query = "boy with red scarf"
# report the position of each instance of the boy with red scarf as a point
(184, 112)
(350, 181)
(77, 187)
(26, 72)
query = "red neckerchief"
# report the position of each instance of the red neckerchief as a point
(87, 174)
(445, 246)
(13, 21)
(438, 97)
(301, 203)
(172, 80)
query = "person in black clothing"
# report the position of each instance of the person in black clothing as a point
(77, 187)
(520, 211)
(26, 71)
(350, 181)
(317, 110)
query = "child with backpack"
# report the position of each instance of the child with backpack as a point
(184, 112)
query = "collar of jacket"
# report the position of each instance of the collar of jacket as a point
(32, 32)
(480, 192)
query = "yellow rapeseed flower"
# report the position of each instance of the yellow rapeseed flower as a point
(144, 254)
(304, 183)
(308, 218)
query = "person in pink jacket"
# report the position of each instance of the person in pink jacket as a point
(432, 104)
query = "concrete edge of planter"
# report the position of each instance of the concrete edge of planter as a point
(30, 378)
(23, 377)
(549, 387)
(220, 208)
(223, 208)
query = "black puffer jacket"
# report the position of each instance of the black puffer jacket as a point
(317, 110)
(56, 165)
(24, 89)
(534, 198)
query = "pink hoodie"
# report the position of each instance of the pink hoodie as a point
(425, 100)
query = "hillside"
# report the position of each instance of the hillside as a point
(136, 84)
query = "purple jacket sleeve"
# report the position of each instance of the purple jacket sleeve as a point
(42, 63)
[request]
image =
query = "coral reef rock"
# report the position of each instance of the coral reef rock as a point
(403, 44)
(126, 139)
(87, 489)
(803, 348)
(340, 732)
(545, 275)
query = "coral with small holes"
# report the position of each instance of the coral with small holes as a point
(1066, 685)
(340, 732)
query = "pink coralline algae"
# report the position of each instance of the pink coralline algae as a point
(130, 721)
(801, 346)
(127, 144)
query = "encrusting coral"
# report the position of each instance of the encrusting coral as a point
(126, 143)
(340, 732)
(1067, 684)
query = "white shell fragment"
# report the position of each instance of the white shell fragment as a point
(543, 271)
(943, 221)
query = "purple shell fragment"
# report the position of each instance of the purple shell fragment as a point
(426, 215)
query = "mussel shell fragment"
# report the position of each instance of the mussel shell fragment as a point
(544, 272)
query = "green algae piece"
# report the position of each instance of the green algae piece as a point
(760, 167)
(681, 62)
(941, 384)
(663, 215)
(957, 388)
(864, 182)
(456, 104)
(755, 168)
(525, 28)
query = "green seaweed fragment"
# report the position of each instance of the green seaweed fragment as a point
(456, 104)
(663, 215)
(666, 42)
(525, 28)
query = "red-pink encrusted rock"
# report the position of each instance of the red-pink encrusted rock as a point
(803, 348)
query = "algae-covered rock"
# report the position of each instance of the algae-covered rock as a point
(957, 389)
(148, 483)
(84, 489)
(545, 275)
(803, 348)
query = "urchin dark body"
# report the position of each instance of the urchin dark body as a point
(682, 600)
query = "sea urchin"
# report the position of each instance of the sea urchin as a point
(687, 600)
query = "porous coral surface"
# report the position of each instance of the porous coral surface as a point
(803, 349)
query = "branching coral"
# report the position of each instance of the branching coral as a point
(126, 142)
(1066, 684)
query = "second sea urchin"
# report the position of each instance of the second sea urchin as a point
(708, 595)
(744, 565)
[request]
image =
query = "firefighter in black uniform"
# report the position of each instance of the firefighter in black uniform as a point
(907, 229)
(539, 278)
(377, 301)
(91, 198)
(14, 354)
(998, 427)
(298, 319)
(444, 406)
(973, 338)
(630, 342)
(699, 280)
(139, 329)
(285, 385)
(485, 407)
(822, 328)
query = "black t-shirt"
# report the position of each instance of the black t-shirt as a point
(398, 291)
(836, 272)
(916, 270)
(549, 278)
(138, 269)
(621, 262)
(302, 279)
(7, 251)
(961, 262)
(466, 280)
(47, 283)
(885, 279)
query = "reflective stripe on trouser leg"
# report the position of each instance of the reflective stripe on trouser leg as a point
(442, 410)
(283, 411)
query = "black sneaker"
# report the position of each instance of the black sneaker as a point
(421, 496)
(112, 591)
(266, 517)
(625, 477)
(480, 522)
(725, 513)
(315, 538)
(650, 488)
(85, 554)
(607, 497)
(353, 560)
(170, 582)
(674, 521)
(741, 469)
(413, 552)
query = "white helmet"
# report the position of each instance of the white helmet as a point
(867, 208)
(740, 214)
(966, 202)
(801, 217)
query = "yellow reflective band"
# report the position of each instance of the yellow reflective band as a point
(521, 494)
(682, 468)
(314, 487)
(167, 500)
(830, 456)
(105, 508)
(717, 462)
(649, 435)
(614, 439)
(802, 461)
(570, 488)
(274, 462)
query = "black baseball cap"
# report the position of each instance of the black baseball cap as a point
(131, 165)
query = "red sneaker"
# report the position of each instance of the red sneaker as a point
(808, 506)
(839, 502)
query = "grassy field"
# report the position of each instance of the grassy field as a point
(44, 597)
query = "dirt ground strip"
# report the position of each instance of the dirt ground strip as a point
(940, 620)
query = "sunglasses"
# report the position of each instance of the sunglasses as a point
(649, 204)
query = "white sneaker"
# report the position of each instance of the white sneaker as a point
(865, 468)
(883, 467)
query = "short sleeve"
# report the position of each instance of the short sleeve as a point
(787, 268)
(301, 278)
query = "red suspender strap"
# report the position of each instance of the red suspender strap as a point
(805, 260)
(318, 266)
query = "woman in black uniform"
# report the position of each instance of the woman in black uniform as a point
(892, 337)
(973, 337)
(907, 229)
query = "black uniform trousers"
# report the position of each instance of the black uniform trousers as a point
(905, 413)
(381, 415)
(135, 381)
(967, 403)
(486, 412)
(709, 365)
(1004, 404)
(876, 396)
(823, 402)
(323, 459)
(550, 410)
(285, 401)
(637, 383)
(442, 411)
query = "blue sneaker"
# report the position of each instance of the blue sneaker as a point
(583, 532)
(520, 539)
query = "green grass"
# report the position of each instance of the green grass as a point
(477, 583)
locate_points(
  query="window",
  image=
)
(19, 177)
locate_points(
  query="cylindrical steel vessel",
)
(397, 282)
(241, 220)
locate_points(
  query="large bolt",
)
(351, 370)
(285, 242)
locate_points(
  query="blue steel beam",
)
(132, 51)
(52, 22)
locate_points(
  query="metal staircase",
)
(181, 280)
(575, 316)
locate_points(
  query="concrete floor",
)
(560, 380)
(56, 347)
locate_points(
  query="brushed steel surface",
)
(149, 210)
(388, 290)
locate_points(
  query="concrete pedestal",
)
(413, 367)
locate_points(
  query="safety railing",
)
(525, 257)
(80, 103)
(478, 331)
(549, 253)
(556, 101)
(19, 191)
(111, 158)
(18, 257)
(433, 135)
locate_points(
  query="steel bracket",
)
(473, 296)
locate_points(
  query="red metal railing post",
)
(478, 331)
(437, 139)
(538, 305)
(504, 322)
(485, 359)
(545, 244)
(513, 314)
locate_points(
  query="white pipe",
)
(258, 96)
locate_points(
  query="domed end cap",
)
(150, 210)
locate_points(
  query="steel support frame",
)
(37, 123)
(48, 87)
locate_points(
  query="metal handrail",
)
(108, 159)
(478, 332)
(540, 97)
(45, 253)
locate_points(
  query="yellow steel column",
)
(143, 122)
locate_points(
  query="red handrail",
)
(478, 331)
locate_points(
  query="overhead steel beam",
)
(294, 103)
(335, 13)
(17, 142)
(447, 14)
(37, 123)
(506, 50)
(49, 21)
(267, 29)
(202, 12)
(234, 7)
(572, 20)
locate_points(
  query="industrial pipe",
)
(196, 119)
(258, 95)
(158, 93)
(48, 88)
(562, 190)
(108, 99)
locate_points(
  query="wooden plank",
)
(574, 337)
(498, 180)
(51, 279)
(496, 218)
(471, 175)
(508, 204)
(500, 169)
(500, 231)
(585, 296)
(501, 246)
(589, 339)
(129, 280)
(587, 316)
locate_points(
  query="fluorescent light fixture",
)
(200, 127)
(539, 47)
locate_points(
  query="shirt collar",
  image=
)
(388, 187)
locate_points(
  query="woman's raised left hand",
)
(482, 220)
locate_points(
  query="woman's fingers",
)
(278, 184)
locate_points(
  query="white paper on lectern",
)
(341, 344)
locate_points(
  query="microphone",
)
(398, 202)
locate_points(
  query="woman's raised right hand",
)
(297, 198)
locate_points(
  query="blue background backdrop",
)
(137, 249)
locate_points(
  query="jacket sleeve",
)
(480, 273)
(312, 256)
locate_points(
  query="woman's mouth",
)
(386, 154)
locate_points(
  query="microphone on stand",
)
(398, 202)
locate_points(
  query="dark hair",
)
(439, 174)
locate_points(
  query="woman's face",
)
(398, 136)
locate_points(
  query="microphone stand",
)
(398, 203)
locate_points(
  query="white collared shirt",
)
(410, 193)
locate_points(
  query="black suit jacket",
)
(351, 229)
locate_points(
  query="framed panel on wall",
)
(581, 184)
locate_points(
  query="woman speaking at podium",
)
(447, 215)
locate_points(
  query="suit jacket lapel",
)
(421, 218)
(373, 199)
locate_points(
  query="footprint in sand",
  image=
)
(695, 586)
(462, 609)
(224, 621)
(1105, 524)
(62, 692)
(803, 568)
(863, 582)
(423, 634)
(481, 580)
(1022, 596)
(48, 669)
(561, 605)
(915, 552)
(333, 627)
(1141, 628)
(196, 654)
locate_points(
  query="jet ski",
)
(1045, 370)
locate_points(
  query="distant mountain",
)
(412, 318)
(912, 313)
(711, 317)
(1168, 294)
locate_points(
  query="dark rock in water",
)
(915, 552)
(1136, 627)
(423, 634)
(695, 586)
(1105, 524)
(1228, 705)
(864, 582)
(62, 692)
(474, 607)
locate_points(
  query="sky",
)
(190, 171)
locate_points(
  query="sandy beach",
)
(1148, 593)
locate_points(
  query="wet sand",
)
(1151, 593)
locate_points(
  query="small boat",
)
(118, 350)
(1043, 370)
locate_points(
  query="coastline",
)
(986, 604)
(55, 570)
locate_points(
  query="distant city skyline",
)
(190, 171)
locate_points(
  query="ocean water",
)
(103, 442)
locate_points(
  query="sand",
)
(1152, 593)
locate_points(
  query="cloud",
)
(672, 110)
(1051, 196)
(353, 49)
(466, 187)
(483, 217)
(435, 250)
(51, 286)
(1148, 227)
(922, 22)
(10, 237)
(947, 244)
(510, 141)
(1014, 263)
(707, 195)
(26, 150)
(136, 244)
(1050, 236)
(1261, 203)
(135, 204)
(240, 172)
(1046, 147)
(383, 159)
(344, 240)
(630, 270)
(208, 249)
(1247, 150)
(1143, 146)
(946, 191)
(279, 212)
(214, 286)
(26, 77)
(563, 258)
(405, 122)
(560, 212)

━━━━━━━━━━━━━━━━

Copy all lines from the material that contain "handrail".

— Answer for the task —
  query="metal handrail",
  query="red handrail",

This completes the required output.